** Directions **
All entries below are to be set down again, identical to the source.

** Source material **
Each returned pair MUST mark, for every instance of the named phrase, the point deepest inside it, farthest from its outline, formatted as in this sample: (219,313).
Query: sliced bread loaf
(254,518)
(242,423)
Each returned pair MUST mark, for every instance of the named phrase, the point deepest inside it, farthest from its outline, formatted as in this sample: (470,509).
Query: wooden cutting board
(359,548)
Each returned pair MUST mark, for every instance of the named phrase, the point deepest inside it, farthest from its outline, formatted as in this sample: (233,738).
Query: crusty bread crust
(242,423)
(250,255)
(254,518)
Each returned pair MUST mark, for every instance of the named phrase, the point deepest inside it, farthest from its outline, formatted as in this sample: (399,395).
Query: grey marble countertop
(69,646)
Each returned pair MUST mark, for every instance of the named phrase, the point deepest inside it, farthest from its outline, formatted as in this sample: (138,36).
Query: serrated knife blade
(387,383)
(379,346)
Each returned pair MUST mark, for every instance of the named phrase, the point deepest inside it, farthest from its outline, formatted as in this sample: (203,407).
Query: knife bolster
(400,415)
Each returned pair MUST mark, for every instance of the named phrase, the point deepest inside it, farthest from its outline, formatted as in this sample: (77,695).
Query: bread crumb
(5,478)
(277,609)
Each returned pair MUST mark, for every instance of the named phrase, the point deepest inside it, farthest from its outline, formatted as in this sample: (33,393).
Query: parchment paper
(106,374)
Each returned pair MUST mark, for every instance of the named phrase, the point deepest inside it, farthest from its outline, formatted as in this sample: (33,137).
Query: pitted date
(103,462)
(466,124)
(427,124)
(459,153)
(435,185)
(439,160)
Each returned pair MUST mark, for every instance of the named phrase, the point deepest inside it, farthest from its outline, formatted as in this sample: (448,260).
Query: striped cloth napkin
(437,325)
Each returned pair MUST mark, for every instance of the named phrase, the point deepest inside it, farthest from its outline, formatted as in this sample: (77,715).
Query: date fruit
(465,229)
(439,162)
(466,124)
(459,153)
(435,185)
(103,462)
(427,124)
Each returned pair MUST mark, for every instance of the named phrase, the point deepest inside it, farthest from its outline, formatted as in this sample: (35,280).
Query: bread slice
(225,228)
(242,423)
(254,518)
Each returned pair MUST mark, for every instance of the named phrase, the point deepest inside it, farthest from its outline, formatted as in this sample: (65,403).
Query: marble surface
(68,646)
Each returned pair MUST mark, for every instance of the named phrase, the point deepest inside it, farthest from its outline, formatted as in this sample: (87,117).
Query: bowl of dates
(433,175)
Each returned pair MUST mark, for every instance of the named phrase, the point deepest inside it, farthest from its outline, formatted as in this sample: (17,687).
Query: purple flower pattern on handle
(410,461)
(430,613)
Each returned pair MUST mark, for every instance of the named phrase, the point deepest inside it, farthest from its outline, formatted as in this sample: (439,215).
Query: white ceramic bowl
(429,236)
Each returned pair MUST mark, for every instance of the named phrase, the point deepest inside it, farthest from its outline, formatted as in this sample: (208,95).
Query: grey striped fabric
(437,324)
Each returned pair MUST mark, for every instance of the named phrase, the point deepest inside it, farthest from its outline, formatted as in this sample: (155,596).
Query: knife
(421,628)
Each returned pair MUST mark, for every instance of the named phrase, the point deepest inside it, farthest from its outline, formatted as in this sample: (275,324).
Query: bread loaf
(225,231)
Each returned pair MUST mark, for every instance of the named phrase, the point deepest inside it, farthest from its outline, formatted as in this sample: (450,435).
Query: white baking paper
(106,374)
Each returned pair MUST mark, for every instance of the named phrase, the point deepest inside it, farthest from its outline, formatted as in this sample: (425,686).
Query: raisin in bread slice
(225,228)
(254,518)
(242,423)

** The answer **
Each returned pair MUST mark, for every instance of the named phrase, the point deepest inside it, farthest from its outline, formatted as in this sample: (219,313).
Query: sliced bread loaf
(254,518)
(242,423)
Each returned pair MUST mark, for every instance of the named phrase, the point deepest inside it, farthest from its outline, formatted as in this sample: (470,509).
Query: wooden cutting board
(359,548)
Each returned pair MUST mark, for every instance of the named phrase, the point deepest inside it, farthest from its outline, formatted as in this sample: (233,738).
Query: crusty bread crust
(242,423)
(250,255)
(254,518)
Each returned pair MUST mark, for every instance of the named phrase, the point deepest inside it, farthest from its outline, formatted as in this sample: (399,395).
Query: grey marble countertop
(69,646)
Each returned pair MUST mark, for every instance of the named phrase, the point deepest inside it, farthest from its outline, formatted as in this sample: (138,36).
Query: serrated knife blade
(387,383)
(379,346)
Each returned pair MUST mark, for every instance of the named phrase, the point deepest inside it, farthest from its outline, formatted as in this sample: (203,407).
Query: knife bolster
(400,415)
Each returned pair MUST mark, for every instance of the named phrase, the point deepest inside it, farthest from its outline, formatted as in this sample: (77,695).
Query: bread crumb
(5,478)
(277,609)
Each returned pair MUST mark, for every instance of the named phrase, the point deepest inside it, farthest from its outline, formatted as in this sample: (33,393).
Query: parchment paper
(106,374)
Each returned pair MUST mark, for every instance of the named phrase, the point deepest inside it, farthest from its outline, formatted as in this sample: (33,137).
Query: pitted date
(103,462)
(466,124)
(427,124)
(459,153)
(435,185)
(439,160)
Each returned pair MUST mark, for every instance of the named phrase, the point deepest inside it, farthest from its outline, formatted as in this sample: (448,260).
Query: striped cloth napkin
(437,325)
Each returned pair MUST mark, for every instance of the named phrase, the point deepest inside it, farthest from its outline, formatted as in this sample: (77,715).
Query: date fruit
(465,229)
(439,162)
(466,124)
(459,153)
(435,185)
(103,462)
(427,124)
Each returned pair MUST mark, for every instance of the named phrase, the point deepest inside it, farthest from its outline, formatted as in this sample: (35,280).
Query: bread slice
(225,228)
(242,423)
(254,518)
Each returned pair MUST mark, for every instance of the named phrase, the point deepest inside it, farthest from its outline, formatted as in this sample: (65,403).
Query: marble surface
(68,646)
Each returned pair MUST mark, for every instance of the named phrase, the point deepest inside it, farthest from its outline, formatted as in this sample: (87,117).
Query: bowl of dates
(433,175)
Each returned pair MUST mark, for every instance of the named phrase, the point deepest inside it, farthest from its outline, formatted as in this sample: (17,687).
Query: purple flower pattern on handle
(410,461)
(430,613)
Each returned pair MUST mark, for every instance of the named phrase, the point deepest inside it, farthest from its outline, formatted as in this sample: (439,215).
Query: white ceramic bowl
(429,236)
Each returned pair MUST mark, for every instance of the named phrase, the point deepest inside it, farthest from its outline, formatted as in this sample: (208,95).
Query: grey striped fabric
(437,324)
Each returned pair MUST mark, for every instance of the named phrase, the point deepest inside it, farthest from its outline, formatted as in this sample: (155,596).
Query: knife
(421,628)
Each returned pair MUST mark, for every instance of the named phrase, the point deepest inside it, farthest from its outline, formatted as in this sample: (275,324).
Query: bread loaf
(225,231)
Each returned pair MUST mark, for every instance of the named phrase, the point deepest inside it, farthest from its outline, formatted as in this sample: (450,435).
Query: white baking paper
(106,374)
Each returned pair MUST mark, for every instance of the named phrase, the point deepest inside it, farthest from its outline, formatted as in this sample: (425,686).
Query: raisin in bread slice
(225,228)
(254,518)
(242,423)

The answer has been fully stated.